• **WORK INSTRUCTION**
Give only the number of lines in these records that include "like".

• • •

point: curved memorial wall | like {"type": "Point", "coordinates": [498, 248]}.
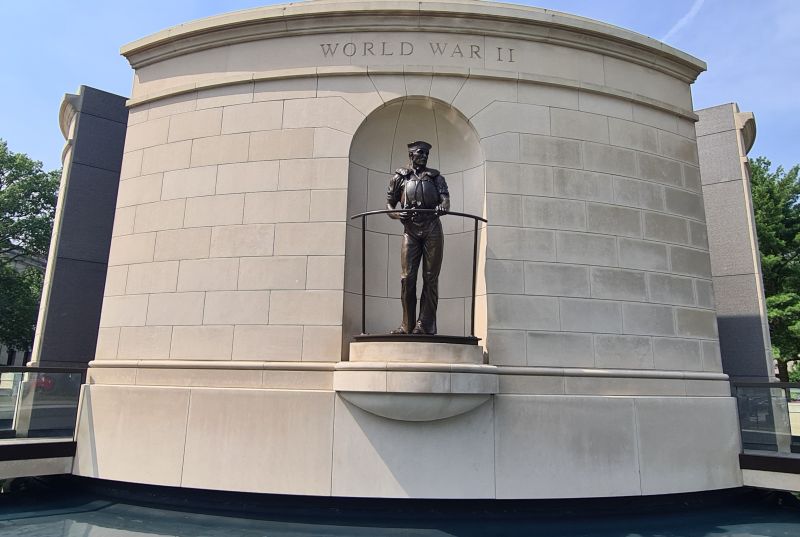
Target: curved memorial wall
{"type": "Point", "coordinates": [233, 286]}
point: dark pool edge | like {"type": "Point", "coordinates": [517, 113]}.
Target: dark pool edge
{"type": "Point", "coordinates": [72, 494]}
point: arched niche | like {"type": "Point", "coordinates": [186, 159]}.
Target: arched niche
{"type": "Point", "coordinates": [379, 147]}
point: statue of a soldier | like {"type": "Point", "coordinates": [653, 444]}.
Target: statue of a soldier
{"type": "Point", "coordinates": [419, 187]}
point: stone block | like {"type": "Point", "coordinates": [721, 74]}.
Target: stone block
{"type": "Point", "coordinates": [331, 143]}
{"type": "Point", "coordinates": [192, 243]}
{"type": "Point", "coordinates": [201, 342]}
{"type": "Point", "coordinates": [116, 433]}
{"type": "Point", "coordinates": [325, 272]}
{"type": "Point", "coordinates": [130, 249]}
{"type": "Point", "coordinates": [291, 88]}
{"type": "Point", "coordinates": [131, 165]}
{"type": "Point", "coordinates": [503, 276]}
{"type": "Point", "coordinates": [173, 309]}
{"type": "Point", "coordinates": [609, 159]}
{"type": "Point", "coordinates": [587, 315]}
{"type": "Point", "coordinates": [553, 96]}
{"type": "Point", "coordinates": [520, 312]}
{"type": "Point", "coordinates": [123, 221]}
{"type": "Point", "coordinates": [144, 189]}
{"type": "Point", "coordinates": [606, 105]}
{"type": "Point", "coordinates": [242, 241]}
{"type": "Point", "coordinates": [698, 235]}
{"type": "Point", "coordinates": [166, 157]}
{"type": "Point", "coordinates": [146, 134]}
{"type": "Point", "coordinates": [659, 169]}
{"type": "Point", "coordinates": [219, 210]}
{"type": "Point", "coordinates": [691, 262]}
{"type": "Point", "coordinates": [208, 274]}
{"type": "Point", "coordinates": [500, 117]}
{"type": "Point", "coordinates": [170, 106]}
{"type": "Point", "coordinates": [670, 289]}
{"type": "Point", "coordinates": [691, 178]}
{"type": "Point", "coordinates": [123, 311]}
{"type": "Point", "coordinates": [236, 307]}
{"type": "Point", "coordinates": [504, 209]}
{"type": "Point", "coordinates": [558, 349]}
{"type": "Point", "coordinates": [561, 436]}
{"type": "Point", "coordinates": [677, 147]}
{"type": "Point", "coordinates": [586, 249]}
{"type": "Point", "coordinates": [633, 135]}
{"type": "Point", "coordinates": [502, 147]}
{"type": "Point", "coordinates": [224, 149]}
{"type": "Point", "coordinates": [260, 116]}
{"type": "Point", "coordinates": [696, 323]}
{"type": "Point", "coordinates": [289, 206]}
{"type": "Point", "coordinates": [556, 279]}
{"type": "Point", "coordinates": [257, 176]}
{"type": "Point", "coordinates": [613, 220]}
{"type": "Point", "coordinates": [333, 112]}
{"type": "Point", "coordinates": [712, 360]}
{"type": "Point", "coordinates": [547, 151]}
{"type": "Point", "coordinates": [654, 117]}
{"type": "Point", "coordinates": [553, 213]}
{"type": "Point", "coordinates": [107, 343]}
{"type": "Point", "coordinates": [684, 203]}
{"type": "Point", "coordinates": [310, 239]}
{"type": "Point", "coordinates": [317, 173]}
{"type": "Point", "coordinates": [306, 307]}
{"type": "Point", "coordinates": [159, 215]}
{"type": "Point", "coordinates": [328, 206]}
{"type": "Point", "coordinates": [506, 347]}
{"type": "Point", "coordinates": [688, 443]}
{"type": "Point", "coordinates": [272, 343]}
{"type": "Point", "coordinates": [144, 342]}
{"type": "Point", "coordinates": [705, 293]}
{"type": "Point", "coordinates": [116, 277]}
{"type": "Point", "coordinates": [283, 272]}
{"type": "Point", "coordinates": [677, 354]}
{"type": "Point", "coordinates": [635, 193]}
{"type": "Point", "coordinates": [322, 343]}
{"type": "Point", "coordinates": [662, 227]}
{"type": "Point", "coordinates": [225, 95]}
{"type": "Point", "coordinates": [197, 124]}
{"type": "Point", "coordinates": [189, 183]}
{"type": "Point", "coordinates": [578, 125]}
{"type": "Point", "coordinates": [720, 157]}
{"type": "Point", "coordinates": [160, 277]}
{"type": "Point", "coordinates": [618, 284]}
{"type": "Point", "coordinates": [581, 185]}
{"type": "Point", "coordinates": [623, 352]}
{"type": "Point", "coordinates": [296, 462]}
{"type": "Point", "coordinates": [647, 320]}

• • •

• **EXERCISE RESPONSE**
5